Exercise brief: Output each line of the listing that follows, with every character kept as it is.

Dataset excerpts:
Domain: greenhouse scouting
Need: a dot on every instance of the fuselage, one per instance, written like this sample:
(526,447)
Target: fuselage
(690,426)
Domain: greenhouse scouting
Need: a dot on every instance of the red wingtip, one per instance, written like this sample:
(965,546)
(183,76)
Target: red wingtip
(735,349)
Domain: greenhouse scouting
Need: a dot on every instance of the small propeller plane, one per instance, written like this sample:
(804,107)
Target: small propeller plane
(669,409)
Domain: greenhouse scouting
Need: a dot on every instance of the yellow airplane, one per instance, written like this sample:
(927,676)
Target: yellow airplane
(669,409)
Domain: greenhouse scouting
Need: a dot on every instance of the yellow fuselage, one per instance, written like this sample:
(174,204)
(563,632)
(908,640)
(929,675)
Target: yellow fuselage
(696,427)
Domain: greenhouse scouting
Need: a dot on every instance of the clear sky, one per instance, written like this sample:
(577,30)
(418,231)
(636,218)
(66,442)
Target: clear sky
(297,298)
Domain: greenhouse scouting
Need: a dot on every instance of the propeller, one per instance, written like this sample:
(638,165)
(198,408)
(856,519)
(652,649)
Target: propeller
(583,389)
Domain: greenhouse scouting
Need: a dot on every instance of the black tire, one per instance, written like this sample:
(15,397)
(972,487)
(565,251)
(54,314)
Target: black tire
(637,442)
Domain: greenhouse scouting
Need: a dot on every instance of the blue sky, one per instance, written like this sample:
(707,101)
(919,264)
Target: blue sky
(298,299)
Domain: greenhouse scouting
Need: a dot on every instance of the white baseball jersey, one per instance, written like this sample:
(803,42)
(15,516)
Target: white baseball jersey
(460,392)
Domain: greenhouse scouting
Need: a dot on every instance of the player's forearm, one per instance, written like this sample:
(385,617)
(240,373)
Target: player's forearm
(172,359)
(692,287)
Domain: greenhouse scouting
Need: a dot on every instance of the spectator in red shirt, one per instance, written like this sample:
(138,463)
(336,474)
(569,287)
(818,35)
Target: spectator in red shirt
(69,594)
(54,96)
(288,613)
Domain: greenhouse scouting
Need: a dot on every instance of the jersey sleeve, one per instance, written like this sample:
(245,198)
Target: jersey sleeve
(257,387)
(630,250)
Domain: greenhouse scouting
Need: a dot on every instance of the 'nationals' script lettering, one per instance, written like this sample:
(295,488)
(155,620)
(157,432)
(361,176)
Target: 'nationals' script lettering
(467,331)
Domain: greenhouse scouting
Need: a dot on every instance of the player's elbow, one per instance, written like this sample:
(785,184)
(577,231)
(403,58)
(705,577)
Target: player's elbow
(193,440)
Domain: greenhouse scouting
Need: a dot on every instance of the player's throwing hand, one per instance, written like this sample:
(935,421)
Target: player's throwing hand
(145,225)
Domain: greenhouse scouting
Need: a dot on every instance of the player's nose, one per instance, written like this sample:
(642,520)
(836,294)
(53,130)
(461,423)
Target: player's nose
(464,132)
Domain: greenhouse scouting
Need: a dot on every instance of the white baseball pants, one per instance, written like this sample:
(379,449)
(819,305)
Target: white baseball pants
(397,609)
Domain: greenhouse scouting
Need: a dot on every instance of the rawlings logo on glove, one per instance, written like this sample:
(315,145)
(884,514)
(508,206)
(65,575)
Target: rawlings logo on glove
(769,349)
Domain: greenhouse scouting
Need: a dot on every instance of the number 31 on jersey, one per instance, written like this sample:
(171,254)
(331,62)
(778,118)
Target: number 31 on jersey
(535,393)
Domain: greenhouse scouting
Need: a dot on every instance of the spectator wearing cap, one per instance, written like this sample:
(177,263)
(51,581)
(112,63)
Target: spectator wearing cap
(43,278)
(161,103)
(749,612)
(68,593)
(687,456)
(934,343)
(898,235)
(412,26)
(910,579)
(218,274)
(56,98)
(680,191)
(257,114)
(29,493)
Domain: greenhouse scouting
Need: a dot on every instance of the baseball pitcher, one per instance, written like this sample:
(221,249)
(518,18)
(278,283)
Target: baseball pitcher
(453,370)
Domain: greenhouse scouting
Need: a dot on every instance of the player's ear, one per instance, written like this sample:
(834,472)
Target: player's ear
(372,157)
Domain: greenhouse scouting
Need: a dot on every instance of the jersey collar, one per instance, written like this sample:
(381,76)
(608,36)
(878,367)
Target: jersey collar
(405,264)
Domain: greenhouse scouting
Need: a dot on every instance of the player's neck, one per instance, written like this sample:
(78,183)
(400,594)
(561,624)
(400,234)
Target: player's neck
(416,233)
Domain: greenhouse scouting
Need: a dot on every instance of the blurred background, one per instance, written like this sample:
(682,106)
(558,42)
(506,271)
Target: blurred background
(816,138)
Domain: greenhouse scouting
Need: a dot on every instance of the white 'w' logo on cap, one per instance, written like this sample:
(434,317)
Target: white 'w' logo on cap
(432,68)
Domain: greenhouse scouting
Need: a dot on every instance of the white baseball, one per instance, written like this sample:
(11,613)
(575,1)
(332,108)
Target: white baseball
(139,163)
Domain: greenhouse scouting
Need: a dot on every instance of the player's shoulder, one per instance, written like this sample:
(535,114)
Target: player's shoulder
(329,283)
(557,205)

Result:
Domain: greenhouse scouting
Need: a dot on every instance of the fuselage, one per instance, written like this sample:
(526,447)
Target: fuselage
(690,426)
Domain: greenhouse scouting
Need: a dot on every instance of the red wingtip, one per instance, written like this sample:
(965,546)
(183,76)
Target: red wingtip
(735,349)
Domain: greenhouse scouting
Need: a dot on every instance of the small propeller plane, one per instance, written like this sample:
(804,107)
Target: small propeller plane
(669,409)
Domain: greenhouse scouting
Need: a dot on every instance of the yellow airplane, one per instance, written like this sample:
(927,676)
Target: yellow airplane
(669,409)
Domain: greenhouse scouting
Need: a dot on every instance of the yellow fuselage, one per instance, written like this sample:
(174,204)
(563,632)
(908,640)
(929,675)
Target: yellow fuselage
(696,427)
Domain: greenhouse scouting
Need: a dot on every instance of the clear sky, one per instance, written like this sample:
(577,30)
(418,231)
(636,218)
(66,442)
Target: clear sky
(297,298)
Domain: greenhouse scouting
Need: a dot on every instance of the propeller, one per instance, written like this sample:
(638,165)
(198,408)
(856,519)
(652,649)
Target: propeller
(583,389)
Domain: greenhouse scouting
Need: a dot on every instance of the black tire, one per instance, written like this sample:
(15,397)
(972,487)
(565,251)
(54,314)
Target: black tire
(637,442)
Domain: greenhouse scouting
Need: a dot on every instance of the blue sky, one per instance, written like this sample:
(707,101)
(919,264)
Target: blue sky
(298,299)
Domain: greenhouse scouting
Need: a dot on every instance of the white baseball jersey, one per instance, written like this sample:
(803,42)
(15,516)
Target: white baseball jersey
(460,392)
Domain: greenhouse scouting
Need: a dot on every instance of the player's forearm, one per instance, written like this sample:
(385,617)
(240,373)
Target: player's forearm
(172,359)
(692,287)
Domain: greenhouse scouting
Need: a dot on every instance of the spectator in red shirt, one per instance, written like this sample:
(138,463)
(336,474)
(569,287)
(818,35)
Target: spectator in red shirt
(69,594)
(54,96)
(288,613)
Domain: greenhouse scouting
Need: a dot on every instance of the jersey sleeve, one per instance, written like this sample:
(245,198)
Target: jersey sleeve
(257,387)
(630,250)
Domain: greenhouse scouting
Need: a dot on every instance of the 'nationals' script lettering, one per instance, written like this sample:
(295,488)
(155,620)
(157,432)
(361,176)
Target: 'nationals' script lettering
(467,331)
Domain: greenhouse scouting
Need: a dot on every instance of the player's elbow, one per instance, written like this sample:
(785,184)
(577,231)
(403,58)
(705,577)
Target: player's elbow
(193,440)
Domain: greenhouse scouting
Need: a dot on every instance of the player's throwing hand, one per instance, written like this sample:
(935,421)
Target: player's throwing hand
(145,225)
Domain: greenhouse scouting
Need: a dot on every instance of the player's nose, one per instance, written like this sample:
(642,520)
(836,294)
(53,130)
(461,423)
Target: player's nose
(464,132)
Domain: greenhouse scouting
Need: a dot on every instance of the white baseball pants, one per instance, written like this sample:
(379,449)
(819,305)
Target: white baseball pants
(397,609)
Domain: greenhouse scouting
Need: a dot on every instance of the rawlings logo on glove, one per instance, written like this sample:
(315,145)
(884,514)
(508,206)
(65,575)
Target: rawlings logo on glove
(769,349)
Domain: greenhouse scouting
Need: a dot on every instance of the number 31 on jersey, one per instance, written like this sample:
(171,254)
(331,62)
(778,118)
Target: number 31 on jersey
(535,393)
Domain: greenhouse scouting
Need: a dot on every instance of the spectator wearing cap, one per instance, written like this sample:
(177,263)
(51,581)
(112,63)
Target: spectator wearing cap
(43,278)
(161,103)
(749,612)
(68,593)
(687,456)
(934,343)
(898,235)
(412,26)
(910,579)
(218,274)
(56,98)
(680,191)
(257,114)
(29,493)
Domain: greenhouse scouting
Need: a dot on every instance of the baseball pitcher, one per instance, written like this sample:
(221,249)
(518,18)
(278,283)
Target: baseball pitcher
(453,370)
Domain: greenhouse scouting
Need: a dot on every instance of the player's ear, one per instance, written like this sample:
(834,472)
Target: player's ear
(372,157)
Domain: greenhouse scouting
Need: a dot on every instance of the jersey collar, one per instance, written like this sample:
(381,76)
(608,36)
(878,367)
Target: jersey collar
(405,264)
Domain: greenhouse scouting
Need: a dot on every instance of the player's neck, one per instance, written like this sample:
(78,183)
(400,594)
(561,624)
(400,234)
Target: player's neck
(416,233)
Domain: greenhouse scouting
Need: a dot on every instance of the blurred background, one per instance, written like this sample:
(682,106)
(558,42)
(506,271)
Target: blurred background
(816,138)
Domain: greenhouse scouting
Need: a dot on every instance of the white 'w' logo on cap, one per instance, written like this sample:
(434,317)
Target: white 'w' logo on cap
(432,68)
Domain: greenhouse scouting
Need: a dot on every instance of the white baseball, one per instance, written like this sample:
(11,613)
(575,1)
(332,108)
Target: white baseball
(139,163)
Domain: greenhouse scouting
Need: a dot on every instance of the player's shoulder, one per instance, written like this sample:
(535,114)
Target: player's shoulder
(329,283)
(557,205)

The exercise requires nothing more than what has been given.